_Written exercise:_
Please quote all of the rows below word for word, leaving the pictures out.

_Entries shown:_
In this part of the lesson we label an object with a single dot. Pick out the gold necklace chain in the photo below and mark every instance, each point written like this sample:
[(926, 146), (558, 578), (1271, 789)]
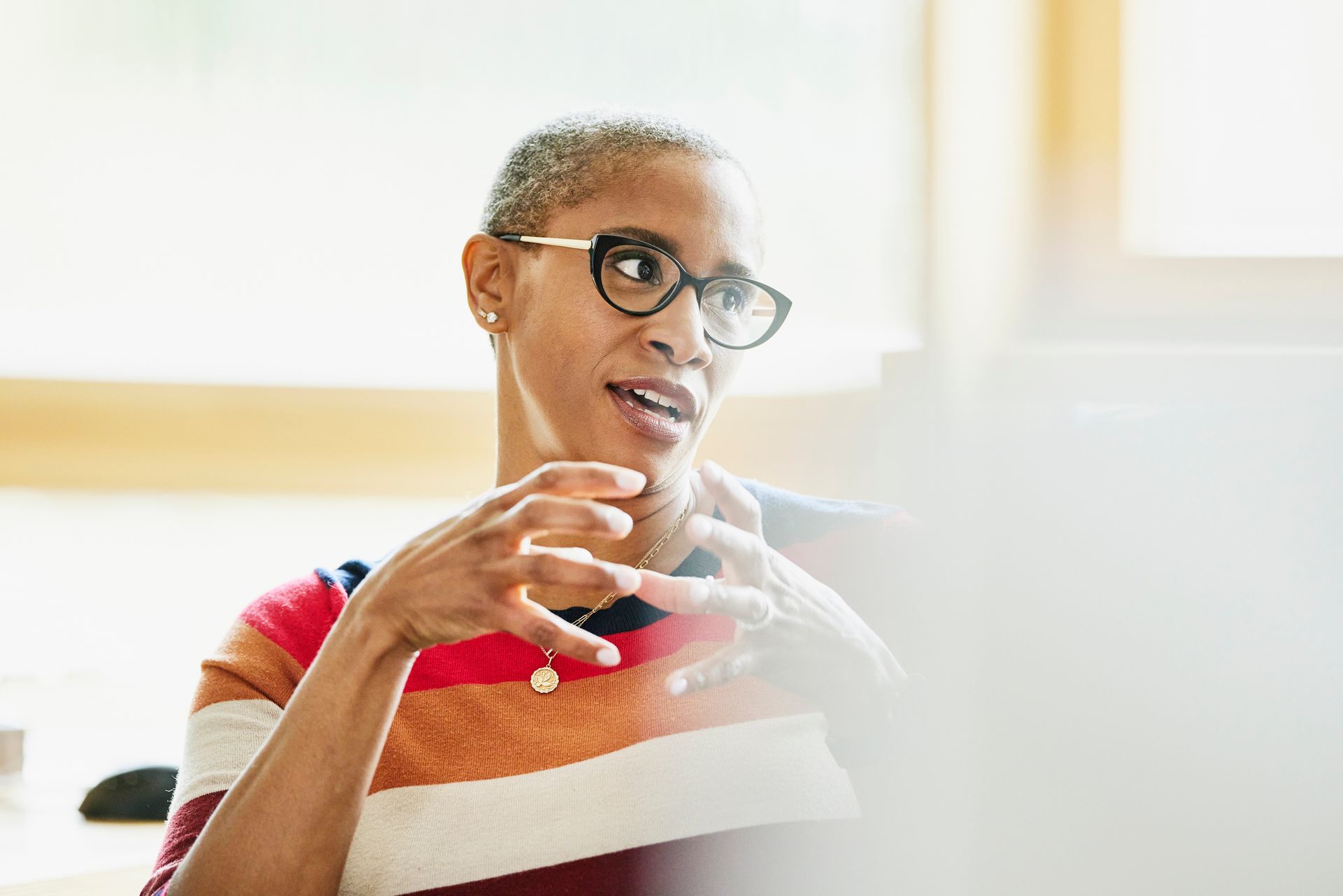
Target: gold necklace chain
[(544, 680)]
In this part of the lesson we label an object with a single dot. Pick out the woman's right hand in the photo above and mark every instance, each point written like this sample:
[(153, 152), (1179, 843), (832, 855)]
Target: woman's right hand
[(469, 574)]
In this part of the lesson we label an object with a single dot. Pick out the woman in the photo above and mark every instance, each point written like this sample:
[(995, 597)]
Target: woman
[(454, 718)]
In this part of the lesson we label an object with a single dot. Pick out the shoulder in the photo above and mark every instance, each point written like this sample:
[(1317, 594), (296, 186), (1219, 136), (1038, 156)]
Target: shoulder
[(872, 554), (791, 519), (297, 614)]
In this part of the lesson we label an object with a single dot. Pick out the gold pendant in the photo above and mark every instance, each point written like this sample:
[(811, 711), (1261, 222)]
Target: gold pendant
[(544, 680)]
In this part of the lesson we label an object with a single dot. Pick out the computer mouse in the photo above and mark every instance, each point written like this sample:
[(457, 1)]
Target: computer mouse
[(138, 794)]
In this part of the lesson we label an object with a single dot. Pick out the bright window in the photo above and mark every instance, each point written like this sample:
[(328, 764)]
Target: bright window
[(1233, 127), (239, 192)]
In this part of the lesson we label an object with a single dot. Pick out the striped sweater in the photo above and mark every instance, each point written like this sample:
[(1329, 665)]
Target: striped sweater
[(609, 785)]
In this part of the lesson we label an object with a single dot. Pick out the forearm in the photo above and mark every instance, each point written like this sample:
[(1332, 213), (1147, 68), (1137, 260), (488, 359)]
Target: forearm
[(287, 823)]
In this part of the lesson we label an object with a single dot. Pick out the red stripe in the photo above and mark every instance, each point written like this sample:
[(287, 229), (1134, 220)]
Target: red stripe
[(180, 833), (299, 614), (502, 656)]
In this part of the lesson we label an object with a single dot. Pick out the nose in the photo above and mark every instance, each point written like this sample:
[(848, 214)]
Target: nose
[(677, 331)]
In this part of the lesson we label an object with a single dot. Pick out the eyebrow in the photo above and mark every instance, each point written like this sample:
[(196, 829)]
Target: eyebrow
[(672, 248)]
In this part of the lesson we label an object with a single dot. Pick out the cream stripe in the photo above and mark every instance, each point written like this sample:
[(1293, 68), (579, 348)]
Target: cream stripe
[(696, 782), (220, 741)]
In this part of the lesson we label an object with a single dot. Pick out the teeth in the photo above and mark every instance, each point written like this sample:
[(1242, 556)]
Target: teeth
[(655, 397)]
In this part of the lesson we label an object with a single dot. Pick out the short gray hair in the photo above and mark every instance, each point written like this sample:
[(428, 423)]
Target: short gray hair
[(564, 163)]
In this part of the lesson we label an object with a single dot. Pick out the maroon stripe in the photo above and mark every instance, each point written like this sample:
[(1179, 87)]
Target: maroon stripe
[(180, 833)]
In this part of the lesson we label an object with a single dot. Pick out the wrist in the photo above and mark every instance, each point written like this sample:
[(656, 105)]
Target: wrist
[(372, 636)]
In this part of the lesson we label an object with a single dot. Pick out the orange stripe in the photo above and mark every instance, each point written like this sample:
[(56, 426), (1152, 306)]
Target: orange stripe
[(471, 732), (246, 667)]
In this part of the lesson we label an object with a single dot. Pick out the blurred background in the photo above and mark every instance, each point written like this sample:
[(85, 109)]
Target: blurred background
[(1068, 283)]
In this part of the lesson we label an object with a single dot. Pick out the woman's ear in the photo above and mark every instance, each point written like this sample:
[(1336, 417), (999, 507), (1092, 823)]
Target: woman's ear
[(488, 269)]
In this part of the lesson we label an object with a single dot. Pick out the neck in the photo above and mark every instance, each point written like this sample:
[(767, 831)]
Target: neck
[(653, 513)]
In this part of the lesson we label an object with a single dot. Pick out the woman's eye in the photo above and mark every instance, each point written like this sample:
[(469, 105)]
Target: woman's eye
[(639, 268), (731, 299)]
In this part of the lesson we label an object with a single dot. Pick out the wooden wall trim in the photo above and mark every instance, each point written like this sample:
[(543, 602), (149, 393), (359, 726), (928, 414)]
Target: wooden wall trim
[(69, 434)]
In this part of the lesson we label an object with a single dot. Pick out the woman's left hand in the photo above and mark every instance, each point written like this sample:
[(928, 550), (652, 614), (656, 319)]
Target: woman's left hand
[(793, 630)]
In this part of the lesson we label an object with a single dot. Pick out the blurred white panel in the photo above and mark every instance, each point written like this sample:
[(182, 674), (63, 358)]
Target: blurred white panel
[(242, 192), (1233, 127)]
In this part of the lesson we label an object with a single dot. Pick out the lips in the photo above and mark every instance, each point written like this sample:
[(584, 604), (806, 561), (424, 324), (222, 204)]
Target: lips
[(649, 422), (664, 392)]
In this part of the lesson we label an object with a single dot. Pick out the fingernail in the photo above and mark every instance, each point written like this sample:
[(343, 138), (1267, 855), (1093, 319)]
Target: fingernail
[(697, 527), (629, 480), (699, 592), (627, 578)]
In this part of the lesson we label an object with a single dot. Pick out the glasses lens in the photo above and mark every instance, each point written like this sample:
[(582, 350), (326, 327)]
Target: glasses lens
[(737, 312), (637, 277)]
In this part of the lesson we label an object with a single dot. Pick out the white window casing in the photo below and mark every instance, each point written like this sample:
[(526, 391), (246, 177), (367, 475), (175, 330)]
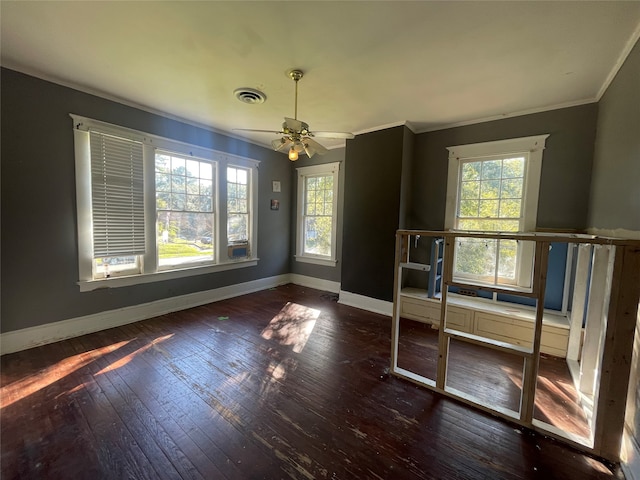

_Written response:_
In this part of the lesson we label an object with a single dot. Pick out the gold necklace chain in the photo below and mark every instance, each point written like this sample:
[(926, 146), (558, 578), (1271, 789)]
Target: gold necklace chain
[(544, 680)]
In this part of the lesson we label an object with a single dot. Pick out the woman's right hand in the photo above and mark every instance, each point written like this sample:
[(153, 152), (1179, 843), (832, 855)]
Target: woman's right hand
[(469, 574)]
In this part of the lesson we label an object with a single dot. Pick out the woman in the photo above and mark every instance, each point written like this sample:
[(995, 597)]
Target: woman
[(454, 718)]
In this part of the lesson we label an object with a single dot. Pick out the shoulder in the photo above and mark every instance, each point written like this sample:
[(1317, 594), (296, 186), (1219, 136), (1038, 156)]
Target: shoulder
[(872, 554), (791, 519), (297, 614)]
In this part of the lesson we label an object with a single dot. Pick out the gold pendant in the photo above and mark every instance, each point written like this sample:
[(811, 711), (1261, 222)]
Target: gold pendant
[(544, 680)]
In this part of the lesson we label an object with a single dot. Pick out the computer mouse in the photo above and mark every instance, each point written like this sample:
[(457, 1)]
Target: computer mouse
[(138, 794)]
In this part of the lesson we label an object with a single dot. Pick out the bright window in the photo above and mark every instance, each point written like this sample:
[(328, 764)]
Target: bright window
[(1233, 127), (239, 192)]
In this part of the lesson we label an object with a single dot. Pick out the striped sweater in the photo above and mark every instance, each point written like this sample:
[(1329, 665)]
Target: striped sweater
[(609, 785)]
In this part of the lesson we label an object with a single dot. Pick out the forearm in the photo above and mark every instance, each point written like this sample:
[(1332, 213), (1147, 68), (1137, 260), (488, 359)]
Target: forearm
[(287, 823)]
In this part of the lesson we label an object with a single dot. Pick out the red stripe in the photo above and mark every instance, each point written like this sample:
[(287, 229), (1134, 220)]
Target: red stripe
[(180, 833), (299, 614), (502, 656)]
In this part of the lesson we label an object with a single dot. Pick out the nose in the photo above and mark every instance, each point written like this sample:
[(848, 214)]
Target: nose
[(677, 331)]
In this part of the lesson we label an object with a single dot. Pick out the eyebrow in the photo above and mark every instance, each point written like this sample:
[(196, 829)]
Target: eyebrow
[(672, 248)]
In this part of the lesson we label an object with a single dot. Pick out the cream stripe in the photo above and mark every instance, each point written like this sample:
[(1293, 68), (579, 348)]
Target: cream stripe
[(696, 782), (220, 741)]
In this part of the lesson we label an object with a single dot. Pick out the teeth in the photo above and mark every instance, each point written like this sample:
[(1242, 556)]
Target: teeth
[(655, 397)]
In this part of the lesson we label an object with a single dot. Pick out the short gray hair in the photo above and mark every instance, each point written like this sample:
[(428, 423)]
Target: short gray hair
[(564, 163)]
In this part of the lesson we label an object with a single dot. Pick out the maroon stripe in the photo above and mark every instance, each point written like this sample:
[(1179, 87)]
Target: maroon stripe
[(180, 833)]
In this part of the lesson we label an object with a single dot. Pick out the wrist in the photo above and mark every instance, each point written like this sample:
[(656, 105)]
Target: wrist
[(372, 636)]
In this part of the lesson we label an object with a single dot. Pick out the orange stripe in the photo above and mark every instance, each point written like this sample:
[(56, 426), (1152, 306)]
Target: orange stripe
[(471, 732), (246, 667)]
In this part of the lesson we label an object with a single dot. Pick out the blurred background in the photo above and mark every instance, each point written like this sample:
[(85, 109)]
Target: blurred background
[(1068, 283)]
In this part of the lesson we label an object with a single dot. Pick out the woman's ear in the photo above and mark every instance, each point written like this sample:
[(1336, 417), (999, 507), (1092, 823)]
Target: woman's ear
[(488, 269)]
In this part of the lesson we label an object with a single dot. Pick out the neck in the photo above and mark every instance, each point written like this sample:
[(767, 831)]
Target: neck
[(653, 513)]
In this part of the lesson we label an object with a single dot. Pick out the woman's eye in the photo above and mark every instance, each point written like this sample:
[(469, 105)]
Target: woman's eye
[(639, 268), (731, 299)]
In this part of the lesson we label an object with a single dot. Pick out the wooden wall trim in the photo above and mark every instance, each point written like this sample:
[(543, 602), (149, 393), (359, 726), (928, 414)]
Target: wooden wall trim
[(69, 434)]
In this part of the lesson we label an object with a single dot. Pick out the woman's left hand in the photo above and mark every instance, each point written like this sample:
[(928, 550), (652, 614), (656, 319)]
Target: woman's left hand
[(793, 630)]
In this part of the lesson we label an object with a single dot. Pick out the blurred white panel in the photo above and mark every instance, each point written like this sample:
[(182, 674), (63, 358)]
Target: blurred white panel
[(242, 192), (1233, 127)]
In this part of the lesson we label an object with a single dot. Pick out the lips in the photo above and mark every instance, each point written like this sample:
[(584, 604), (806, 561), (424, 324), (222, 204)]
Target: lips
[(649, 422), (664, 392)]
In this part of the lesson we label an object with a single dot. Pick out the fingernail in the photo above and mark every instance, each point written like this sample:
[(343, 138), (1267, 855), (1093, 319)]
Target: fingernail
[(697, 527), (629, 480), (699, 592), (627, 578)]
In this part of the lesson we label an object with a single dot. Pick out the glasses lens in the photo above and mark every instance, each point written like this sample:
[(582, 350), (326, 327)]
Target: glasses lens
[(737, 312), (637, 277)]
In this part of the lesson we label an object with a single dot. Pick out the white window casing in the photo below and mark every instance, each point written like this sample:
[(526, 391), (246, 177), (367, 475), (175, 330)]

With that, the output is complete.